#### What to work on
Locate the line containing "Mark the riverbank", then please write out that line and all the lines below it in the entries exactly.

+++ Supplied material

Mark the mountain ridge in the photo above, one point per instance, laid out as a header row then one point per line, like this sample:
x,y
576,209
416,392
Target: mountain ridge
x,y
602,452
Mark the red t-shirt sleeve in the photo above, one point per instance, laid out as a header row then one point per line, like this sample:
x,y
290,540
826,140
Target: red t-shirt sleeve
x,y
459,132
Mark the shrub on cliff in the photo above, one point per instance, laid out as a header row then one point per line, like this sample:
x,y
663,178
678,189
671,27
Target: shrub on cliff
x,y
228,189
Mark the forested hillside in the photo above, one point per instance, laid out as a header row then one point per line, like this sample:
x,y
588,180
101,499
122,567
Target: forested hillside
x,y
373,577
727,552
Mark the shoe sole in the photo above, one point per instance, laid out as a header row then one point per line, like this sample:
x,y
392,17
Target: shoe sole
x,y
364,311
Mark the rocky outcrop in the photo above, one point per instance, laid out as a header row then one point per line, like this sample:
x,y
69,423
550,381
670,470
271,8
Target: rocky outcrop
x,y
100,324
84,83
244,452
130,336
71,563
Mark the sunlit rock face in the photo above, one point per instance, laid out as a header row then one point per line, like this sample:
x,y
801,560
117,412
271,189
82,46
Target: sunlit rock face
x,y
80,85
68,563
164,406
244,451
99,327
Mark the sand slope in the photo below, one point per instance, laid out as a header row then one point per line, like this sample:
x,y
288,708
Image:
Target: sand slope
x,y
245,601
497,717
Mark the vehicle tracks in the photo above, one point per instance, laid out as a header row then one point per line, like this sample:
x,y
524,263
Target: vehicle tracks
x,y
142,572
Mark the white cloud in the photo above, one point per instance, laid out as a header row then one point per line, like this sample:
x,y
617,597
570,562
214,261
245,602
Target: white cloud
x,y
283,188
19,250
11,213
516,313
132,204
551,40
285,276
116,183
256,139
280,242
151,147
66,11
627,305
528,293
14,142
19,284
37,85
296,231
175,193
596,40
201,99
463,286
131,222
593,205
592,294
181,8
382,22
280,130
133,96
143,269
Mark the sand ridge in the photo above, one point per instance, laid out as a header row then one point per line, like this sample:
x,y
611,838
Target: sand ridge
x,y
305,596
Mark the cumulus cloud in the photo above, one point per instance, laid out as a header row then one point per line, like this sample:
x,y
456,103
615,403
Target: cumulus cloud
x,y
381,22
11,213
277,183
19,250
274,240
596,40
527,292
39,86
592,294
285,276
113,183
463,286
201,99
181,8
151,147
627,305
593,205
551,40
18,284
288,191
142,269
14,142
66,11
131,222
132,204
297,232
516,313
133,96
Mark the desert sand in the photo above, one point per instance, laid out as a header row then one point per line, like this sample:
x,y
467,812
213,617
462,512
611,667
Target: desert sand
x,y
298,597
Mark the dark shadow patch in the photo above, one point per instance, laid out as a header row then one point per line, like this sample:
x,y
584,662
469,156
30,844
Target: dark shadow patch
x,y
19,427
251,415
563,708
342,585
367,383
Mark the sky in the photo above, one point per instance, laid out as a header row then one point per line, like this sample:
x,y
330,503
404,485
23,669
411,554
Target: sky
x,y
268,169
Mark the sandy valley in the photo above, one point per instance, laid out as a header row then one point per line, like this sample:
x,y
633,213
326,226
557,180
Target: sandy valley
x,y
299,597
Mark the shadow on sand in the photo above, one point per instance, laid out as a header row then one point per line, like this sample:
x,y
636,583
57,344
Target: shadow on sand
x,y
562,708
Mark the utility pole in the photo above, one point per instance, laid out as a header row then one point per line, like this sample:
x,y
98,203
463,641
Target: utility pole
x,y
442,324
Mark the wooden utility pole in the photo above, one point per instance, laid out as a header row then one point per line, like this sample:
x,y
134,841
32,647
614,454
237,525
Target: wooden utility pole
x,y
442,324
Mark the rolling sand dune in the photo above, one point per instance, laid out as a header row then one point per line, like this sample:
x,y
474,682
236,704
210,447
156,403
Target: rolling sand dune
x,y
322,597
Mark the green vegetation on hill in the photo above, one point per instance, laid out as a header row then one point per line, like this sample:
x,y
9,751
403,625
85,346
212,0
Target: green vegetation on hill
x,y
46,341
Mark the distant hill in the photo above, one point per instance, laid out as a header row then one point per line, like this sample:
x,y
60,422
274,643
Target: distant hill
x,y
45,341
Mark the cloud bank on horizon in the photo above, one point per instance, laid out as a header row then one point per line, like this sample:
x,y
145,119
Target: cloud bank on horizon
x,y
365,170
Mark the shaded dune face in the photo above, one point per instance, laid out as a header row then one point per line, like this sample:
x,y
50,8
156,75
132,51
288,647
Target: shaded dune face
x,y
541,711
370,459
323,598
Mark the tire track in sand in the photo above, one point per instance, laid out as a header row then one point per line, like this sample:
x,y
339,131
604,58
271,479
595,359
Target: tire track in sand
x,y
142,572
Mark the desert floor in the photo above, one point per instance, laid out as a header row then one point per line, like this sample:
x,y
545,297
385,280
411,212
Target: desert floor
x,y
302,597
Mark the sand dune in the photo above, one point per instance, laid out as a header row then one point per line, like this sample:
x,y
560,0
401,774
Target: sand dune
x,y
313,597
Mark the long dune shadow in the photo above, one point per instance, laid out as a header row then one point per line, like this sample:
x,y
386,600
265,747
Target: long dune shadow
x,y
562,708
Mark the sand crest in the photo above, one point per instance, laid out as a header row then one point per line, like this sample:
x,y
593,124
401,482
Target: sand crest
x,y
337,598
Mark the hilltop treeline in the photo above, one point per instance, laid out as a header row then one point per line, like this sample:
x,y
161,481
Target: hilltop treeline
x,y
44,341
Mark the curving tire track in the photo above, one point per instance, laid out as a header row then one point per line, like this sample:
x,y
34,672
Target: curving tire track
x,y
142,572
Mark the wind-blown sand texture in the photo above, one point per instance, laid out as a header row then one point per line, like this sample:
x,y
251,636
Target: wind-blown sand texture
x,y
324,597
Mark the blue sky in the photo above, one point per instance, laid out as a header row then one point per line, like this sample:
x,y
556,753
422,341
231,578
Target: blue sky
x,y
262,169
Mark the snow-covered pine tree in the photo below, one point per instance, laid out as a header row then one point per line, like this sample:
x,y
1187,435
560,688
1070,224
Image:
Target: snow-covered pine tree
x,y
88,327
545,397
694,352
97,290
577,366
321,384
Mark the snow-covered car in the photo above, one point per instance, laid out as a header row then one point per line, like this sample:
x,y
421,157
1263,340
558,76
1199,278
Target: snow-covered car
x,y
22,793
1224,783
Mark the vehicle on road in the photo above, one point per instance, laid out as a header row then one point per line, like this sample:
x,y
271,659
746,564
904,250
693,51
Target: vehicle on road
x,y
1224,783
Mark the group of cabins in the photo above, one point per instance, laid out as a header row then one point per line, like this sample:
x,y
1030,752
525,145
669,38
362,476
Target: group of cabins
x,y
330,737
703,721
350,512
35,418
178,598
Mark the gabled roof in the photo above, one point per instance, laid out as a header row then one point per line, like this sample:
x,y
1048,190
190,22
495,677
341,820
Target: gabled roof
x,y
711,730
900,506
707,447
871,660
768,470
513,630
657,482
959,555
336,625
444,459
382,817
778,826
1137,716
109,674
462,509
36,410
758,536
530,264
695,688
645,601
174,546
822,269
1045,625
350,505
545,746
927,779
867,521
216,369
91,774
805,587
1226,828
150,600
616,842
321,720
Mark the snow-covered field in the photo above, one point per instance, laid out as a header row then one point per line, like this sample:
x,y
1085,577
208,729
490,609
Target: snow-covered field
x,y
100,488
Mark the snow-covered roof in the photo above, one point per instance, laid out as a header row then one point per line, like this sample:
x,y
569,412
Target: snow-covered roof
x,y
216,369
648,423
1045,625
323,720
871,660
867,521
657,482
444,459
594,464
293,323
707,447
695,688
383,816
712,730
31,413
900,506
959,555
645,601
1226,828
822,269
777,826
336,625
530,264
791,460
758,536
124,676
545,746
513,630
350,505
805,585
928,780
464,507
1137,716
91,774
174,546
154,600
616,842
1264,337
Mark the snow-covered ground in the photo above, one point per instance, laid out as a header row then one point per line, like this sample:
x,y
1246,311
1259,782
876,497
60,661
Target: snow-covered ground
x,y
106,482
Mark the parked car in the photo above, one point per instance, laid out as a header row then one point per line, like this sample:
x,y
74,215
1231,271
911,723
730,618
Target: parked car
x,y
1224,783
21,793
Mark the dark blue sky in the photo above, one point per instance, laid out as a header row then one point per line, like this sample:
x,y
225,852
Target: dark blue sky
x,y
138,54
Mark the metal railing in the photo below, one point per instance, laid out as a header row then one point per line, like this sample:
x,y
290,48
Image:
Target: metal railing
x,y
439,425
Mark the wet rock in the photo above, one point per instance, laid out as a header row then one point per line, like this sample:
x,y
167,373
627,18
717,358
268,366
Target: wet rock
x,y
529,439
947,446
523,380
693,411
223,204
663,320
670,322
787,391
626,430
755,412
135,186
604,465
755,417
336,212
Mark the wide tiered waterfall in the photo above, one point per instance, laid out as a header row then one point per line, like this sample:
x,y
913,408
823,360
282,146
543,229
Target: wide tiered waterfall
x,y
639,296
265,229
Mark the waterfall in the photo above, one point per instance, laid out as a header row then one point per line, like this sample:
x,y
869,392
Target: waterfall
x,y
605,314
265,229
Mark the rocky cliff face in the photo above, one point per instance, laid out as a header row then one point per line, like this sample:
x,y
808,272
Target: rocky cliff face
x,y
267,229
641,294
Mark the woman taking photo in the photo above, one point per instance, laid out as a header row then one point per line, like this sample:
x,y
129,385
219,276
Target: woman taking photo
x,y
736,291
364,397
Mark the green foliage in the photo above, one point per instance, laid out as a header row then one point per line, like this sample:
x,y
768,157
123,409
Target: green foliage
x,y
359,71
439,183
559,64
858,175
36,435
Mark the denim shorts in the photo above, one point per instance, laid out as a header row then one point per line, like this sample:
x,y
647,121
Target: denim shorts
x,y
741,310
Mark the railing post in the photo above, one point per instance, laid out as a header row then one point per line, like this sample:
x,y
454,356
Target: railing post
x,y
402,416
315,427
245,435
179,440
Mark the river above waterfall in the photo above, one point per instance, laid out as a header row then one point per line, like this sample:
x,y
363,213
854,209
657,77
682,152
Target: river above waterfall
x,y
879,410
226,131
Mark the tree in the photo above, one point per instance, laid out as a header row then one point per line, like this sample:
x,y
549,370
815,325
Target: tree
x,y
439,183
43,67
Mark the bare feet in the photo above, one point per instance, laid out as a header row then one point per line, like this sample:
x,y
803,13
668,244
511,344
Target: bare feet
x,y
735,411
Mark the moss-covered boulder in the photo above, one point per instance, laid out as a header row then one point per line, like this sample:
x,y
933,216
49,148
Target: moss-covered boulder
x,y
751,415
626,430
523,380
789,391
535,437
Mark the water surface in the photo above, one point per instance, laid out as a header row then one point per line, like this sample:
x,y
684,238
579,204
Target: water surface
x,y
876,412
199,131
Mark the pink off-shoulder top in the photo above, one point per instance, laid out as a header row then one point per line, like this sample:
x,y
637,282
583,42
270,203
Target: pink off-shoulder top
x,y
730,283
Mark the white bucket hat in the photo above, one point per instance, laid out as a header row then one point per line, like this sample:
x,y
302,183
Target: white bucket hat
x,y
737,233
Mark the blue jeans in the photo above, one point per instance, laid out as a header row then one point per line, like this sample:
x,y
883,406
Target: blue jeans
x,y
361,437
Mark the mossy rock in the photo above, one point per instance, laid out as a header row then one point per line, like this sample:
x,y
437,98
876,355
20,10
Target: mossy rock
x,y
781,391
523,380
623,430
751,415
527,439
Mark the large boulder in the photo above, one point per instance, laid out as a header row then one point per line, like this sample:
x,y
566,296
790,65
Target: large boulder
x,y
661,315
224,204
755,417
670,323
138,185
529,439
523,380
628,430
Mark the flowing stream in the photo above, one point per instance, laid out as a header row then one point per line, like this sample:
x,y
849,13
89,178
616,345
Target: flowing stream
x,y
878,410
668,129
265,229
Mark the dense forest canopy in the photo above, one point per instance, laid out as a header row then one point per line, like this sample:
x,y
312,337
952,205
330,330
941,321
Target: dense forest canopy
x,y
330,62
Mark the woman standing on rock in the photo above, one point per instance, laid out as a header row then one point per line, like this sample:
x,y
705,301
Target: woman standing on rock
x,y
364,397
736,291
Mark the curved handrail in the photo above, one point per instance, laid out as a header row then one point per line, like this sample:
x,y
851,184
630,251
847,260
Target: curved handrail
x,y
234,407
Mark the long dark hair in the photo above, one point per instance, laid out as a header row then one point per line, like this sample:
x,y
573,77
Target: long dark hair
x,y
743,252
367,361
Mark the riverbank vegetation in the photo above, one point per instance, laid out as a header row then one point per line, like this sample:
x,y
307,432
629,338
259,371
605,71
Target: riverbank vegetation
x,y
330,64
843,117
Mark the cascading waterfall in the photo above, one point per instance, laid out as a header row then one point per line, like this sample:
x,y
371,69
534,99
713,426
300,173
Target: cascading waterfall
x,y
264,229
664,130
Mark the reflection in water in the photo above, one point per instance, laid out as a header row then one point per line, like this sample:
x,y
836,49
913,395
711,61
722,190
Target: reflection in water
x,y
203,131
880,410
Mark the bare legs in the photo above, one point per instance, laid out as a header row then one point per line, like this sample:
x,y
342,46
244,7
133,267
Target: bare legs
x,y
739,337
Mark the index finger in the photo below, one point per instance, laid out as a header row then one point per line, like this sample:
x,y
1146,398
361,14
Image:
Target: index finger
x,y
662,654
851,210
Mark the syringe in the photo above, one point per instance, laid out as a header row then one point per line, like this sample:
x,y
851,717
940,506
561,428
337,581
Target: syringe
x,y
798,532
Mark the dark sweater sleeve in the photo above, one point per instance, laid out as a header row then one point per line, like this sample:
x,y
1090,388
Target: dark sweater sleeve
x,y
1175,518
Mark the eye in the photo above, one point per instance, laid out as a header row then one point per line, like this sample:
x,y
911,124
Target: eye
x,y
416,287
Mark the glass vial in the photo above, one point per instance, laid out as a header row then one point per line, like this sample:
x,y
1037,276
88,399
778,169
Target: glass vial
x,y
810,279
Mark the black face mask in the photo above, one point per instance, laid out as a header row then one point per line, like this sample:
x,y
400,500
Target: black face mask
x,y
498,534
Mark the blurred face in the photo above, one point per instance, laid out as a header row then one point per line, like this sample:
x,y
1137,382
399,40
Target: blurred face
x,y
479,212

++++++

#### Completed task
Mark the riverbank vegetation in the photo above, one point per instance, laid out as a header row then one point per line, like this sample:
x,y
307,432
629,338
259,371
605,71
Target: riverbank vegetation
x,y
330,64
843,117
Mark the cascading waterfall in the photo above, one point per instance, laid out as a header row then one point per line, like this sample:
x,y
371,69
534,99
713,426
300,173
Target: cascading waterfall
x,y
264,229
664,130
Mark the reflection in water in the photo above, one point per instance, laid out as a header row then one point per line, like this sample:
x,y
836,49
913,395
711,61
722,190
Target: reflection in water
x,y
203,131
880,410
Mark the bare legs in the photo above, one point per instance, laid out as a header row then one point per line, like this sample:
x,y
342,46
244,7
133,267
Target: bare legs
x,y
739,337
Mark the index finger in the photo below, one point per instance, laid out as a header row then one point per line, like this sample:
x,y
1146,398
361,14
Image:
Target: index finger
x,y
662,654
851,210
Mark the syringe in the photo above, one point per instance, laid out as a header row then one point per line, like this sample:
x,y
851,717
940,506
561,428
337,581
Target: syringe
x,y
798,532
Mark the dark sweater sleeve in the photo above, one point per instance, laid out as a header row then one point per line, like this sample:
x,y
1090,388
Target: dark sweater sleeve
x,y
1175,518
Mark the eye in the photo above, one point per instance, laid out as a header row then one point per line, like this sample:
x,y
911,124
Target: eye
x,y
416,287
Mark the glass vial in the photo above, one point per instance, laid out as a header row then one point per line, like this sample:
x,y
1037,276
88,399
778,169
Target: glass vial
x,y
810,279
Mark the black face mask in the photo above, one point per instance, laid out as a header row then one point per line, like this sample:
x,y
400,500
Target: black face mask
x,y
498,534
Mark the blurred face in the photo above, one point per instance, laid out as a header row then one point per line, like this sample:
x,y
1137,382
399,40
Target: blurred face
x,y
479,212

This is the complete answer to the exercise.